start Stored rows

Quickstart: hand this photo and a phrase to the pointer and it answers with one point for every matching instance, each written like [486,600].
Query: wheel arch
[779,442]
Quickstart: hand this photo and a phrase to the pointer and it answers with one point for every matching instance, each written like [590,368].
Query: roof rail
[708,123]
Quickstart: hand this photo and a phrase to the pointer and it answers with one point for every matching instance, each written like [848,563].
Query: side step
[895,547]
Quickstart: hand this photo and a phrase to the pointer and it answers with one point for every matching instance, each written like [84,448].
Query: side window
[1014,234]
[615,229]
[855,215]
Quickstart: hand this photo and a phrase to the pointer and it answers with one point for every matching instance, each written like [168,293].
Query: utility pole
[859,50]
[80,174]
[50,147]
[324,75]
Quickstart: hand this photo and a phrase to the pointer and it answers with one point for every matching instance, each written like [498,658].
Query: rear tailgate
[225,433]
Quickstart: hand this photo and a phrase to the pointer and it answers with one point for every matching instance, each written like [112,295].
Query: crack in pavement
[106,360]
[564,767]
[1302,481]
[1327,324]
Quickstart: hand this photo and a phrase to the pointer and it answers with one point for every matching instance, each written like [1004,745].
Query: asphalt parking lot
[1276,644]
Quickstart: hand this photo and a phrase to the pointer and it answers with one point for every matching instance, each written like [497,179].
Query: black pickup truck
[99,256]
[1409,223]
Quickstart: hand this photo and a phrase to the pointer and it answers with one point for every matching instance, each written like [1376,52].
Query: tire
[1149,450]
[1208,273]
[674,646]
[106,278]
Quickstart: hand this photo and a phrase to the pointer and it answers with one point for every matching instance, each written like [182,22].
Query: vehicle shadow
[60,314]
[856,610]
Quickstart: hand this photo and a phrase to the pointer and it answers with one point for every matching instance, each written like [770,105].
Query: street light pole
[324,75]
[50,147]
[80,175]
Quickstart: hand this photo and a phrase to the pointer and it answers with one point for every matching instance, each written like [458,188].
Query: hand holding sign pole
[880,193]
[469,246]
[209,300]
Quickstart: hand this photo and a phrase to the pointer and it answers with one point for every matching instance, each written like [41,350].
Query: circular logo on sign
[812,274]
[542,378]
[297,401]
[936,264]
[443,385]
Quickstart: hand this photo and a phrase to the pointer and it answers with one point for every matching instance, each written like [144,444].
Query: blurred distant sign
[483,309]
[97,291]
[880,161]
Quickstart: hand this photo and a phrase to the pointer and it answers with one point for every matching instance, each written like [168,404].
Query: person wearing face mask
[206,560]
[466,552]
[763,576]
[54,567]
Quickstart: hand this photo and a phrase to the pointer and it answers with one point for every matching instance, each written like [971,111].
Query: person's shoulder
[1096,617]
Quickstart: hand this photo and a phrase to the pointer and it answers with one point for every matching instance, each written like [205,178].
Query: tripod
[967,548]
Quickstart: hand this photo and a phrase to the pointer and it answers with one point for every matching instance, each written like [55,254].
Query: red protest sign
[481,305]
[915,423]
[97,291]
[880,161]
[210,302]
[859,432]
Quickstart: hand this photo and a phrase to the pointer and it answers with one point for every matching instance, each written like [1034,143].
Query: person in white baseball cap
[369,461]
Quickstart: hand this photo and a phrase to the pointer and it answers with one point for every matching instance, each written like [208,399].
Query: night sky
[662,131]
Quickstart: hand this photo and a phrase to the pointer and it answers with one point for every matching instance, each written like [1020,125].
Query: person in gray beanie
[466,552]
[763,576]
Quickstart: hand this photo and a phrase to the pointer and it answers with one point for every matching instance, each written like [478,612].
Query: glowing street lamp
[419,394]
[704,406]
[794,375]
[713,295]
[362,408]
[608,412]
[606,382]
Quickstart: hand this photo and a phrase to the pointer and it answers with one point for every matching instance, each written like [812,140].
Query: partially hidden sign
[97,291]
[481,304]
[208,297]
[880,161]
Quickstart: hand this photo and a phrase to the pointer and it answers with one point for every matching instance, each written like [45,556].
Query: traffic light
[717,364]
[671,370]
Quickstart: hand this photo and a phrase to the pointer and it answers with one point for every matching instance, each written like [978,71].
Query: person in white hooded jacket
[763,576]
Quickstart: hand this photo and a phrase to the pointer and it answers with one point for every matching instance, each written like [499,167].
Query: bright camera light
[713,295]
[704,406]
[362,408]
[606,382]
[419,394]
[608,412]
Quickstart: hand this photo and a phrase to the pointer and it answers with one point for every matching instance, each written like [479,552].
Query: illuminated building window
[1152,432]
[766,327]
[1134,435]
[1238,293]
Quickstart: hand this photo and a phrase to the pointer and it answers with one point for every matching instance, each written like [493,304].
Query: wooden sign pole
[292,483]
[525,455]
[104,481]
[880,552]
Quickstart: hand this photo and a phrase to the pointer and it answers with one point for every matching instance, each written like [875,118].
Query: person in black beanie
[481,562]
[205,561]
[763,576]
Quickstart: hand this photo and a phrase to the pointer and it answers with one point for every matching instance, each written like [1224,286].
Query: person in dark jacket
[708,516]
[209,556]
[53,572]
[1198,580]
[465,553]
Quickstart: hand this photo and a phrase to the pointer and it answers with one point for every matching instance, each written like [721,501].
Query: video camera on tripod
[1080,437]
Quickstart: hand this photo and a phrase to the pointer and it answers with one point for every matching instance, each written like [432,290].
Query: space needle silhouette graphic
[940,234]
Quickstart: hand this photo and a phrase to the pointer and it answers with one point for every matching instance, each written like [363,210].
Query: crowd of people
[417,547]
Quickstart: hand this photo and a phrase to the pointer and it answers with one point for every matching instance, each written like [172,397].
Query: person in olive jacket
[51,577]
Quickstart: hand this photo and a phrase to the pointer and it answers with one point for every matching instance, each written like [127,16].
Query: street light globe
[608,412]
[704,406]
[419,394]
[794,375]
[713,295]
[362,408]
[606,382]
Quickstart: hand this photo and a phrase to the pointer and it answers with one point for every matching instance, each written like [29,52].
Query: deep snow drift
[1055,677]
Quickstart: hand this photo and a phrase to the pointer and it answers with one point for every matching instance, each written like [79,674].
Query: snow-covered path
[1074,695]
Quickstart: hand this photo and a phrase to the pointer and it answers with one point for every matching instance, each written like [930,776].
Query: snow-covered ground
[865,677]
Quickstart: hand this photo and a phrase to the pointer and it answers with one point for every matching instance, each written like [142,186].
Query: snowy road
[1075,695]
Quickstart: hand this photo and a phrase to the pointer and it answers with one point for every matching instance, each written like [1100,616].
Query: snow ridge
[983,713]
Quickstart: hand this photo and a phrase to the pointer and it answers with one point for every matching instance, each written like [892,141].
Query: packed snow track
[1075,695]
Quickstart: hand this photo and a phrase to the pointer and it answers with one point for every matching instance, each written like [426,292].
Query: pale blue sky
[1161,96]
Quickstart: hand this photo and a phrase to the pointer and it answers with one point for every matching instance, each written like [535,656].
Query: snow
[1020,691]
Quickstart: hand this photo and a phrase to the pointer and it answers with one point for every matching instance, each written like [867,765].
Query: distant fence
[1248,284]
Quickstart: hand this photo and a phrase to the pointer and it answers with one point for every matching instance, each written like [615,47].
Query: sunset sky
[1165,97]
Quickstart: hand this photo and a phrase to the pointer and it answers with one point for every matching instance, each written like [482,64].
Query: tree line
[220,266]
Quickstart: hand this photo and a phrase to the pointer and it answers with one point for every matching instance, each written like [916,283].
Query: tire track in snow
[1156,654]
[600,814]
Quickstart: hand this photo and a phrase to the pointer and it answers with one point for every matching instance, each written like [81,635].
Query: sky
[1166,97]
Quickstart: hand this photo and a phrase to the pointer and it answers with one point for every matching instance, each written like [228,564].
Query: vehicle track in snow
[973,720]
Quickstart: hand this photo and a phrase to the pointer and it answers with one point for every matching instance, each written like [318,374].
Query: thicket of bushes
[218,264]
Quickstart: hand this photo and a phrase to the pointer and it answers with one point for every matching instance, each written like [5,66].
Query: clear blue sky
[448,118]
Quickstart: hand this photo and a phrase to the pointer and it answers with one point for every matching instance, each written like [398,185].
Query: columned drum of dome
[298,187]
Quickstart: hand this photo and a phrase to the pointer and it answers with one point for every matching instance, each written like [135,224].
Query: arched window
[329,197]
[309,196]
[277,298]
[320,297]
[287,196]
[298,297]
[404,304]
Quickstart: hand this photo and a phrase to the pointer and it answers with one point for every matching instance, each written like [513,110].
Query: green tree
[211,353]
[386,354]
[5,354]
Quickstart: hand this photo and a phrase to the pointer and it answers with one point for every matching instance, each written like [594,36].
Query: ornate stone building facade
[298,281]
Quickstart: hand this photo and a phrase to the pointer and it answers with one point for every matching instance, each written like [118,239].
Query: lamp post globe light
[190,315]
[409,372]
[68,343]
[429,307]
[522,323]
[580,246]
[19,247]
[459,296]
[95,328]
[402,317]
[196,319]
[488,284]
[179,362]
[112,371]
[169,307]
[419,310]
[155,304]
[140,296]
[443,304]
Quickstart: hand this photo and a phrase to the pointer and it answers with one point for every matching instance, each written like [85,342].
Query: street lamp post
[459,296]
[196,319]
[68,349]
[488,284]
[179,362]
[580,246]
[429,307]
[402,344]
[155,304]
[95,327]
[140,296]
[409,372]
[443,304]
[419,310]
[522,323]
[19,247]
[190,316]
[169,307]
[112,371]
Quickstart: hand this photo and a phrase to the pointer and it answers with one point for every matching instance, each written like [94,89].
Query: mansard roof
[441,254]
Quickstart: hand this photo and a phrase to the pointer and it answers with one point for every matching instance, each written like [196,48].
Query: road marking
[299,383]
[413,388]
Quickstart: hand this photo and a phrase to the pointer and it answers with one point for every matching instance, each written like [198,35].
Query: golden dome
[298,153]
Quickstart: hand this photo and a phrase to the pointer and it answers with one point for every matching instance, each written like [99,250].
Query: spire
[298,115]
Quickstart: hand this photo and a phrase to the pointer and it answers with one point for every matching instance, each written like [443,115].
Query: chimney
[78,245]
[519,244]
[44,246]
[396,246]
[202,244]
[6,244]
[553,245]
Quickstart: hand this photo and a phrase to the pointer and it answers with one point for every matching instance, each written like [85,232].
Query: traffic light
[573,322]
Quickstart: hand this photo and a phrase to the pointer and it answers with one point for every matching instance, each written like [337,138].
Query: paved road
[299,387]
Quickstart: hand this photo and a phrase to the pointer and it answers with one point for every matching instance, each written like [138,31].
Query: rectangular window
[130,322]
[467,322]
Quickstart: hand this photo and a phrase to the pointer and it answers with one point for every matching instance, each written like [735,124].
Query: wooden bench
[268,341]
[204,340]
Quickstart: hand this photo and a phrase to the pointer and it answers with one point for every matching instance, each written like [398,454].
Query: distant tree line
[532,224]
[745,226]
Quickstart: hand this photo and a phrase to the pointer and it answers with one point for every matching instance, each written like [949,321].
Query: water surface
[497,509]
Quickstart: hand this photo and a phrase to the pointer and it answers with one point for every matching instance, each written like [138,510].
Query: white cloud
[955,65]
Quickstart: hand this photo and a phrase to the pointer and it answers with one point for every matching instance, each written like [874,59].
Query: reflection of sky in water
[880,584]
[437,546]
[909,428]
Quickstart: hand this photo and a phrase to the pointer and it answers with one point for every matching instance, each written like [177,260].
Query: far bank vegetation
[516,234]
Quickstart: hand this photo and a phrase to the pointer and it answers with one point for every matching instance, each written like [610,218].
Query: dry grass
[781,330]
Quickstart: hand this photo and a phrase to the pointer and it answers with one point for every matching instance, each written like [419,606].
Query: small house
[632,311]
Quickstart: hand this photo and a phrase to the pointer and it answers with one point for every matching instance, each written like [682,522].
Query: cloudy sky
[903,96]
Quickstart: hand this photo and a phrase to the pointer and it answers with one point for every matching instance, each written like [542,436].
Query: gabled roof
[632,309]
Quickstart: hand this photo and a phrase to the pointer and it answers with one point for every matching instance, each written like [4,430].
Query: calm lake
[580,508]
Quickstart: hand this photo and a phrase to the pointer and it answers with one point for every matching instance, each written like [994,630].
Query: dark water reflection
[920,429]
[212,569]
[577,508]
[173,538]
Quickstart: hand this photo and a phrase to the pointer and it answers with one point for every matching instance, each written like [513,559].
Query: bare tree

end Stored rows

:: What you need to do ::
Find "written like [419,606]." in the data above, then repeat that line and all lines after it exactly, ending with the final line.

:: Worked solution ::
Quickstart: hand this photo and a phrase to the pointer and it answers with one point for every matching instance, each written like [419,606].
Query: small house
[632,311]
Quickstart: hand this photo and a phrase to the pointer and it answers with one point for every matching instance, each written like [682,522].
Query: cloudy sky
[903,96]
Quickstart: hand this photo and a phrase to the pointer and it answers with one point for every matching instance, each written like [542,436].
Query: gabled roof
[632,309]
Quickstart: hand this photo and a phrase to the pointer and it answers with one point for every matching instance, each written like [4,430].
Query: calm lake
[580,508]
Quickstart: hand this photo and a phrase to the pointer and it answers with one point for every matching instance, each written like [994,630].
Query: dark water reflection
[920,429]
[212,569]
[577,508]
[173,538]
Quickstart: hand this photo and a phrase to the pointer and it answers with one point for every matching instance, each written like [513,559].
Query: bare tree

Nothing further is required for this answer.